[Opening Data provided section]

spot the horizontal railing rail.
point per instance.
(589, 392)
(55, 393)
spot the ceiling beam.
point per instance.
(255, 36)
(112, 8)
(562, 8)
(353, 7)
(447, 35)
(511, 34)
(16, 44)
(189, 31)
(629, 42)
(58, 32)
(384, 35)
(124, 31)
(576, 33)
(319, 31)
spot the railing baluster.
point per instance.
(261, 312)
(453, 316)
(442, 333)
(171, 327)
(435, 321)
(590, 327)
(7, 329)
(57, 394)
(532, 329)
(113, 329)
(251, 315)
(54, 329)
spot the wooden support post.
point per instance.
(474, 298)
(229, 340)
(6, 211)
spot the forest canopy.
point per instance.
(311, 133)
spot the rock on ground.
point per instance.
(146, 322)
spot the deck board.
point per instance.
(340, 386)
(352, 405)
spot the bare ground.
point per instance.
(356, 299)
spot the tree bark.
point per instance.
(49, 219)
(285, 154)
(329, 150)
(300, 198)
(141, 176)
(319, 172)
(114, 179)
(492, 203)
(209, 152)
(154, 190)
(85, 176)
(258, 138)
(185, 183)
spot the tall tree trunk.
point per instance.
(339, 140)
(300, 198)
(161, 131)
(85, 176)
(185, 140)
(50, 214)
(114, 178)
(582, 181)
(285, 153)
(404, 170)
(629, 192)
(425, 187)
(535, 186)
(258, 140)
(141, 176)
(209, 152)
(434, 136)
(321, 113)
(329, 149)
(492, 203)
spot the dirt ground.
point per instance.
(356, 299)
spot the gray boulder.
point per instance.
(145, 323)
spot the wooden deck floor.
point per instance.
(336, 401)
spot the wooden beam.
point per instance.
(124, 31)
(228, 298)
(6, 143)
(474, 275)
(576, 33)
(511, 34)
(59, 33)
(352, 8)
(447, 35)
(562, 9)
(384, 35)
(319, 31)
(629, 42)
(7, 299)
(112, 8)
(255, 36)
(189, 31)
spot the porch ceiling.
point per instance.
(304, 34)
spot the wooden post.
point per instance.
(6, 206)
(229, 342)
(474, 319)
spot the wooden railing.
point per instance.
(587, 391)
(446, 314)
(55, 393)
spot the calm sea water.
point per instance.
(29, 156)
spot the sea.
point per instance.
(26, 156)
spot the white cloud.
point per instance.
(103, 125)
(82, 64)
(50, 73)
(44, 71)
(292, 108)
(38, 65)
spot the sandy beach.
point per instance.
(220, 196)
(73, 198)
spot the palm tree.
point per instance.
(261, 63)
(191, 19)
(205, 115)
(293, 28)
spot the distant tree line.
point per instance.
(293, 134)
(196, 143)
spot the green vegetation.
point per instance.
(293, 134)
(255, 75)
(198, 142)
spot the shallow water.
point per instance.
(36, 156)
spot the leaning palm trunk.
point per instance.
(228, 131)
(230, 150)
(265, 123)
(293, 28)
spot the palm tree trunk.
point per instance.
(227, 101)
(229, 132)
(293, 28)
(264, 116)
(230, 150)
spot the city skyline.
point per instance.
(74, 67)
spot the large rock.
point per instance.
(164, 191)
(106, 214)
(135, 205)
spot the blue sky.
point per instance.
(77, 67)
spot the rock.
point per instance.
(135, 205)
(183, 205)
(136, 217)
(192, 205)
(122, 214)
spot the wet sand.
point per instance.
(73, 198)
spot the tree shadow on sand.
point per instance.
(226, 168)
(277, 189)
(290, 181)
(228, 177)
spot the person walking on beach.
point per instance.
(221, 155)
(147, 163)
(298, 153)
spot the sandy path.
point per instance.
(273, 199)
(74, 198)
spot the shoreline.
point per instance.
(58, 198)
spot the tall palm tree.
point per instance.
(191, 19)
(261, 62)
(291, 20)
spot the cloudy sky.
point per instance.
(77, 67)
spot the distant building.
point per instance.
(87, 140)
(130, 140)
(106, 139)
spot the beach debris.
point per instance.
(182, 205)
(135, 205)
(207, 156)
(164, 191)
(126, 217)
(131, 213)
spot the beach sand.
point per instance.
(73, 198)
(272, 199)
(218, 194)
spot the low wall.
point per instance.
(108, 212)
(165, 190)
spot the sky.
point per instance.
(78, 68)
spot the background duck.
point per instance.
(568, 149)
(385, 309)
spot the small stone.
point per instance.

[Closing Data provided section]

§ What the task requires
Exactly as they appear, restate all of the entries.

§ Response
spot the horizontal railing rail.
point per instance.
(589, 392)
(55, 393)
spot the ceiling beam.
point per instance.
(255, 36)
(112, 8)
(562, 8)
(353, 7)
(447, 35)
(511, 34)
(16, 44)
(189, 31)
(629, 42)
(58, 32)
(384, 35)
(124, 31)
(576, 33)
(319, 31)
spot the railing baluster.
point per instance.
(261, 312)
(453, 316)
(442, 333)
(171, 327)
(435, 321)
(590, 327)
(7, 329)
(57, 394)
(532, 329)
(113, 329)
(251, 315)
(54, 329)
spot the wooden support post.
point per instance.
(474, 298)
(229, 340)
(6, 211)
spot the forest canopy.
point per instance.
(311, 133)
spot the rock on ground.
point per instance.
(146, 322)
spot the deck board.
point per instance.
(340, 386)
(352, 405)
spot the bare ground.
point per instance.
(356, 299)
spot the tree bark.
point per instance.
(49, 219)
(285, 154)
(329, 150)
(300, 198)
(141, 176)
(319, 172)
(114, 179)
(492, 203)
(209, 152)
(154, 190)
(85, 176)
(258, 138)
(185, 183)
spot the tall tree trunk.
point per instance.
(339, 140)
(300, 198)
(161, 131)
(85, 176)
(185, 140)
(50, 214)
(114, 178)
(582, 181)
(285, 153)
(404, 170)
(629, 192)
(425, 187)
(535, 186)
(258, 140)
(141, 176)
(209, 152)
(434, 136)
(321, 113)
(329, 149)
(492, 203)
spot the dirt ground.
point per instance.
(356, 299)
spot the gray boulder.
point per instance.
(145, 323)
spot the wooden deck floor.
point per instance.
(336, 401)
spot the wooden beam.
point per instance.
(124, 31)
(228, 298)
(6, 143)
(474, 275)
(576, 33)
(511, 34)
(59, 33)
(352, 8)
(447, 35)
(562, 9)
(384, 35)
(319, 31)
(629, 42)
(7, 299)
(112, 8)
(255, 36)
(189, 31)
spot the porch ceiling.
point per instance.
(304, 34)
spot the wooden post.
point per instance.
(6, 206)
(229, 342)
(474, 319)
spot the wooden railing.
point per instance.
(587, 391)
(446, 314)
(55, 393)
spot the calm sea water.
point per instance.
(29, 156)
spot the sea.
point per instance.
(26, 156)
spot the white cloud.
point per instance.
(103, 125)
(82, 64)
(50, 73)
(44, 71)
(292, 108)
(38, 65)
spot the sandy beach.
point per instance.
(220, 196)
(73, 198)
spot the palm tree.
point per instance.
(261, 63)
(191, 19)
(205, 115)
(293, 28)
spot the distant tree line.
point per instance.
(293, 134)
(196, 143)
spot the green vegetation.
point per instance.
(293, 134)
(255, 75)
(198, 142)
spot the shallow water.
point per instance.
(36, 156)
spot the leaning palm trunk.
point per instance.
(228, 131)
(230, 150)
(265, 123)
(293, 28)
spot the palm tree trunk.
point per instance.
(227, 101)
(229, 132)
(293, 28)
(264, 116)
(230, 150)
spot the city skyline.
point per instance.
(74, 67)
spot the large rock.
point per instance.
(164, 191)
(106, 214)
(135, 205)
spot the blue sky.
point per instance.
(77, 67)
spot the rock.
point per instance.
(135, 205)
(183, 205)
(136, 217)
(192, 205)
(122, 214)
spot the wet sand.
point per instance.
(73, 198)
spot the tree shadow on sand.
point per instance.
(226, 168)
(277, 189)
(290, 181)
(228, 177)
spot the person walking on beach.
point per instance.
(221, 155)
(147, 163)
(298, 153)
spot the sandy path.
point per instance.
(273, 199)
(74, 198)
spot the shoreline.
point per instance.
(58, 198)
spot the tall palm tree.
point per instance.
(191, 19)
(261, 62)
(291, 20)
spot the cloudy sky.
point per instance.
(77, 67)
spot the distant building.
point per instance.
(87, 140)
(130, 140)
(106, 139)
spot the beach debris.
point per instance.
(182, 205)
(135, 205)
(207, 156)
(164, 191)
(126, 217)
(131, 213)
spot the beach sand.
point per instance.
(73, 198)
(272, 199)
(218, 194)
spot the low wall.
point per instance.
(108, 212)
(165, 190)
spot the sky.
point per instance.
(78, 68)
spot the background duck.
point per instance.
(568, 149)
(385, 309)
spot the small stone.
point per instance.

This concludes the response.